=== Material for the task ===

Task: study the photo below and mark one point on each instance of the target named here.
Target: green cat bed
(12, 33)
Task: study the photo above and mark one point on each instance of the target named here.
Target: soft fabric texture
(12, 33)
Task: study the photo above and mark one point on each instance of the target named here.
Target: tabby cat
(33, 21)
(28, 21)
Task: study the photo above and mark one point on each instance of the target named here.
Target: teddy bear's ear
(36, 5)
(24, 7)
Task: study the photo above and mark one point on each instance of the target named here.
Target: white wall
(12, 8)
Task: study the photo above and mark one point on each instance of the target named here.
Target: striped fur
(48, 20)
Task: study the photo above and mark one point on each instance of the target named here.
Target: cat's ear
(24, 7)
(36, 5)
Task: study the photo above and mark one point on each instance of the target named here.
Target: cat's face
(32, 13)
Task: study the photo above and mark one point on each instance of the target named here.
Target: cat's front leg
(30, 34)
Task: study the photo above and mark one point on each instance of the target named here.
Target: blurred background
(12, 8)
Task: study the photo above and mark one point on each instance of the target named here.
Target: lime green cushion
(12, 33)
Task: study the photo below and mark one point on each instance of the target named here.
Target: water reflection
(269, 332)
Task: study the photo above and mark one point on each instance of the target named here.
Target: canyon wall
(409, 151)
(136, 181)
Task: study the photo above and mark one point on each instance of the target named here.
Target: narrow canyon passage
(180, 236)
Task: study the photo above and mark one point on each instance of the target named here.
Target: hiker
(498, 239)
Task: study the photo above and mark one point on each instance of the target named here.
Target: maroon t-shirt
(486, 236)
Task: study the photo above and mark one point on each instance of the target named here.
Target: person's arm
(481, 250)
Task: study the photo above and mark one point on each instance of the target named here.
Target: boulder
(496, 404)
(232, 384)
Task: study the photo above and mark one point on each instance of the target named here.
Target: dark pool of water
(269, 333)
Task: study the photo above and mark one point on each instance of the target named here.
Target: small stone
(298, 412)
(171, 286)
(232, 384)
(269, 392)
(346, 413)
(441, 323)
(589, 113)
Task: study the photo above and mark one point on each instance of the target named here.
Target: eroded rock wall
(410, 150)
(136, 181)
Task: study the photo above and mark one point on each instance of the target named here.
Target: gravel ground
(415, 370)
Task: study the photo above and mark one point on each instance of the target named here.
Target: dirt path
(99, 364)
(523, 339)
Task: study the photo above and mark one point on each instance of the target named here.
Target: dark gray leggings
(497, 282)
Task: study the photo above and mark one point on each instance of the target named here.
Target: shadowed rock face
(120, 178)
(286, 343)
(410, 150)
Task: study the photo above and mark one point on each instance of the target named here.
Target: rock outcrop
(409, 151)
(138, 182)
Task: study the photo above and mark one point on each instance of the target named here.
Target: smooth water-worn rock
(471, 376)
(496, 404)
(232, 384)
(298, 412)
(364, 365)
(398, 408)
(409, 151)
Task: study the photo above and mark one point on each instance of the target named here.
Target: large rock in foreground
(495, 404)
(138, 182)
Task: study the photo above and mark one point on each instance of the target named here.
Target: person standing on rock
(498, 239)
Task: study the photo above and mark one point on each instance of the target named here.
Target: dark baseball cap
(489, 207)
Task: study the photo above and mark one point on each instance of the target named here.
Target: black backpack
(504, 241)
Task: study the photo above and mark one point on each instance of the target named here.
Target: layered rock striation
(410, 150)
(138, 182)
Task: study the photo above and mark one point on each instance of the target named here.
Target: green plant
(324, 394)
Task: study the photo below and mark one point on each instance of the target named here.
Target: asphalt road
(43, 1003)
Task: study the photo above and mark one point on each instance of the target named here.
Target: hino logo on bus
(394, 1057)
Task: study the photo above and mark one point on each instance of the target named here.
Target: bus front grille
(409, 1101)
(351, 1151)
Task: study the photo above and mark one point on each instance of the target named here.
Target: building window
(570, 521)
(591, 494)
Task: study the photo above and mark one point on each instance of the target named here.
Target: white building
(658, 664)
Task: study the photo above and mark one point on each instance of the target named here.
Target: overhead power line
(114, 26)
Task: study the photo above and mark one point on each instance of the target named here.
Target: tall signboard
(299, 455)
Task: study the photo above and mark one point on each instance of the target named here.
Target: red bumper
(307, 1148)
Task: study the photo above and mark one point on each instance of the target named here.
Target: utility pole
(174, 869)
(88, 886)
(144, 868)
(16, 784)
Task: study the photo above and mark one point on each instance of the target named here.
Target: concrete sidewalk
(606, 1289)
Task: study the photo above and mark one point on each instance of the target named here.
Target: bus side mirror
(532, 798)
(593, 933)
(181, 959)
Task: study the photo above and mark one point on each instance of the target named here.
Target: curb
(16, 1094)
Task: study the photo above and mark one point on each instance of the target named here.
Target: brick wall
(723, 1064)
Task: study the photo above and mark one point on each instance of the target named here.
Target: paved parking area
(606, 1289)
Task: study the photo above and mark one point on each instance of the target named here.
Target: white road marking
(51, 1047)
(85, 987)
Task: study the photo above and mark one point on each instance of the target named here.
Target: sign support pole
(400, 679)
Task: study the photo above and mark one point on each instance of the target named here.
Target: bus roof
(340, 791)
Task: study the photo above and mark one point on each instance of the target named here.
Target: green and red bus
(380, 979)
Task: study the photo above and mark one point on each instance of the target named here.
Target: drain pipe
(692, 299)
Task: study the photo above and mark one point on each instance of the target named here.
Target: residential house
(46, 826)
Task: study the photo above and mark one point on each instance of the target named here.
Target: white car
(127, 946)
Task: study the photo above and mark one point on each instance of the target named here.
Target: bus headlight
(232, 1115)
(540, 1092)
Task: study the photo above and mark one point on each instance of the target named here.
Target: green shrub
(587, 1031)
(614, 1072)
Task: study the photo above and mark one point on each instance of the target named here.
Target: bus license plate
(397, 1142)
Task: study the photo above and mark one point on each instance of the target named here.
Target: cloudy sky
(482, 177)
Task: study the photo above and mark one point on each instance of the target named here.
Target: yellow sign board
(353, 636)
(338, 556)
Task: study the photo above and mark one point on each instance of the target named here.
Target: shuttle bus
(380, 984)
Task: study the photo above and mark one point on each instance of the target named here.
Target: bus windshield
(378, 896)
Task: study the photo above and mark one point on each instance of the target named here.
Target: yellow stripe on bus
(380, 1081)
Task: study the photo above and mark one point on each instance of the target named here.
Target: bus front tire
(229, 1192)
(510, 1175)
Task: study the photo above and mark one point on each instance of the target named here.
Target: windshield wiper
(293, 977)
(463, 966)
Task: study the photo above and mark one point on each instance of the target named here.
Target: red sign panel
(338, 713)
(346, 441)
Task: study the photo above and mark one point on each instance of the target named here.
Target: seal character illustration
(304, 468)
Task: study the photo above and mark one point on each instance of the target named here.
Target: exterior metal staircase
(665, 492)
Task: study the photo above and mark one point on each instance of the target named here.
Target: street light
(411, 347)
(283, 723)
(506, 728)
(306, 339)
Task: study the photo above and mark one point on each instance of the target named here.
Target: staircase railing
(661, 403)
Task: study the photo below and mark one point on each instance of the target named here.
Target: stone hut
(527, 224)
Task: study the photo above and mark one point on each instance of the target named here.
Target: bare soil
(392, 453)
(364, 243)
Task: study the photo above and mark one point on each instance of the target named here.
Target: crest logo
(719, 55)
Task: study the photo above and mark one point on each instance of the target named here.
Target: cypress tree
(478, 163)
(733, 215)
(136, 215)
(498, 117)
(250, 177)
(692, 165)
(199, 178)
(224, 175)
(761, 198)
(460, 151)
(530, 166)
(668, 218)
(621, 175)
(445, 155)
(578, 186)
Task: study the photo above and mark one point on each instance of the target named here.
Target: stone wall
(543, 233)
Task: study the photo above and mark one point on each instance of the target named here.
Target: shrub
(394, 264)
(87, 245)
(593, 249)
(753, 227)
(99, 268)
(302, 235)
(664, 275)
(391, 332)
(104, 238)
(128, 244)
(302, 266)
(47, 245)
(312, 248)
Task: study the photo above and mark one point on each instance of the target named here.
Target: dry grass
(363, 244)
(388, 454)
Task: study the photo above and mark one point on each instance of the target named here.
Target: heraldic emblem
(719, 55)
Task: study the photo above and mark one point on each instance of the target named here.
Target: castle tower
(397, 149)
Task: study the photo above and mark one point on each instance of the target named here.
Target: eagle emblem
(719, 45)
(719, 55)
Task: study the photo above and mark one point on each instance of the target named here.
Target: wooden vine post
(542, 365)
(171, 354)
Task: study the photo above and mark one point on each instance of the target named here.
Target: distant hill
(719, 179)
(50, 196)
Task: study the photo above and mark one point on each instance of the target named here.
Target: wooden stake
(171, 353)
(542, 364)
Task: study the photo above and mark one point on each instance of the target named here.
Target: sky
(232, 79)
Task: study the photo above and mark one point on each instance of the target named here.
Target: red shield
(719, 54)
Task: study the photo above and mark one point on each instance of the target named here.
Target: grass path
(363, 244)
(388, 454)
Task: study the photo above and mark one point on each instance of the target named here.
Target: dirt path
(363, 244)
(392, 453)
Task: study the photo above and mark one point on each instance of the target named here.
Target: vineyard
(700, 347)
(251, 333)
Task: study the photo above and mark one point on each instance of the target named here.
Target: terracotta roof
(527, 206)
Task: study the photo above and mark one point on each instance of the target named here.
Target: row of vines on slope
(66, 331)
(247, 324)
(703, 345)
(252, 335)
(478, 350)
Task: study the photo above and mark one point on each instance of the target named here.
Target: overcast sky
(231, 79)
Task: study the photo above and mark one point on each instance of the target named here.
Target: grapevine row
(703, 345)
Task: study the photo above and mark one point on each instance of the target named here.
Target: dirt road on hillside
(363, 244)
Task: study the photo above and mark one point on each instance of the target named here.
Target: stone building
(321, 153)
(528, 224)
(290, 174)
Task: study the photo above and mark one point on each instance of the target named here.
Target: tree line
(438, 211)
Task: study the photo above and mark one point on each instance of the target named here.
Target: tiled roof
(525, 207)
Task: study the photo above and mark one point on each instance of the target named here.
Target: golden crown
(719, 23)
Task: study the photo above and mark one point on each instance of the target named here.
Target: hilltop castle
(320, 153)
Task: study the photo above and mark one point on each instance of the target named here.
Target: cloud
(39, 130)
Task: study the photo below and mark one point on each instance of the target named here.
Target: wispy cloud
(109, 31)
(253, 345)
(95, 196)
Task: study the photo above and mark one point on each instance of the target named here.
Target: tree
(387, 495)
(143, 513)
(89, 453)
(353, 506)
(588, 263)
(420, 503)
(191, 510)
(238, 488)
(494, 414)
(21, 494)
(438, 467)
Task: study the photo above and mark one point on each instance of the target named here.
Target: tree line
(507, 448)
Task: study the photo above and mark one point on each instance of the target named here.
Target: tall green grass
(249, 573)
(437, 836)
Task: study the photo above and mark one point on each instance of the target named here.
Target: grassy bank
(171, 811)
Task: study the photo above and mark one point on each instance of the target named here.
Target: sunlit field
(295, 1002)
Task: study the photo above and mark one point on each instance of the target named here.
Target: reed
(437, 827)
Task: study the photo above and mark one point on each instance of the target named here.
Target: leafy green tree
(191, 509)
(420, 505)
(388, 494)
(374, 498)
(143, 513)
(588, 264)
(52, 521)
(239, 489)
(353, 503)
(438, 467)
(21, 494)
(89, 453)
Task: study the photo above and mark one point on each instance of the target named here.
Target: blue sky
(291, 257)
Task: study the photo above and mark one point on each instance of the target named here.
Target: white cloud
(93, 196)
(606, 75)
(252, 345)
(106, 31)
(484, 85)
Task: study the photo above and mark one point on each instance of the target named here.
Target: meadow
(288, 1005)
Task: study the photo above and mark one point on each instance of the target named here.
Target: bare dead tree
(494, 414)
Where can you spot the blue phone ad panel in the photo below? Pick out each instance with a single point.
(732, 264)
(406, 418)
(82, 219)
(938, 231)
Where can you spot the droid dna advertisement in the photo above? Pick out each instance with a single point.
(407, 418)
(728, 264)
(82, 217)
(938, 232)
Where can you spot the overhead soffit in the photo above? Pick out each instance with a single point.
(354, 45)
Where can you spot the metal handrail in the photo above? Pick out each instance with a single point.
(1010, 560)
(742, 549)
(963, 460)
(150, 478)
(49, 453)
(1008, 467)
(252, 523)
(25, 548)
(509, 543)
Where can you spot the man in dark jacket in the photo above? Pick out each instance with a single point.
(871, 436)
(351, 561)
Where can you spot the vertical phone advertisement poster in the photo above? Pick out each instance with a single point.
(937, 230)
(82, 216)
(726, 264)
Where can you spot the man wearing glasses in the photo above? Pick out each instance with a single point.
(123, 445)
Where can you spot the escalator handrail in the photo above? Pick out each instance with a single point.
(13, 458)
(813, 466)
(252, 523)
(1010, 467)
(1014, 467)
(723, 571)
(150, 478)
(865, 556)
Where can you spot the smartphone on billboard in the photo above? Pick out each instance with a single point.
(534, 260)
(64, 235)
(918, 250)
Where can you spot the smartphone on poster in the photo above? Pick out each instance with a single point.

===

• _Problem description_
What are the lines from the one with "Where can you spot the droid" through the last line of the records above? Quote them exactly and add nothing.

• _Output_
Where can you spot the droid dna advertisement in the photo above? Pick out each instance with a single point.
(407, 418)
(728, 264)
(82, 217)
(938, 232)
Where can you spot the overhead soffit in the photo above? Pick out each instance with a single point.
(354, 45)
Where can you spot the metal handrail in the photo above? Pick out each instance with a single point.
(1010, 560)
(742, 549)
(963, 460)
(150, 478)
(49, 453)
(1008, 467)
(252, 523)
(25, 548)
(509, 543)
Where can you spot the man in dark jacket in the photo above? Pick out each instance with a single point.
(871, 436)
(351, 561)
Where can you spot the vertical phone advertisement poster in the photo above? Pick out each instance with a single point.
(937, 230)
(82, 216)
(726, 264)
Where can you spot the man wearing glasses in the photo above? Pick out each instance with a single point.
(123, 445)
Where can you spot the escalator handrail in the photo above? Pick out each instance with a single point.
(13, 458)
(813, 466)
(252, 523)
(1010, 467)
(1014, 467)
(723, 571)
(150, 478)
(865, 556)
Where can you spot the smartphone on billboard in the photo above? Pick out each instance with a single point.
(534, 260)
(64, 235)
(918, 250)
Where can you spot the smartphone on poster in the photo above? Pick out each instance with a single point.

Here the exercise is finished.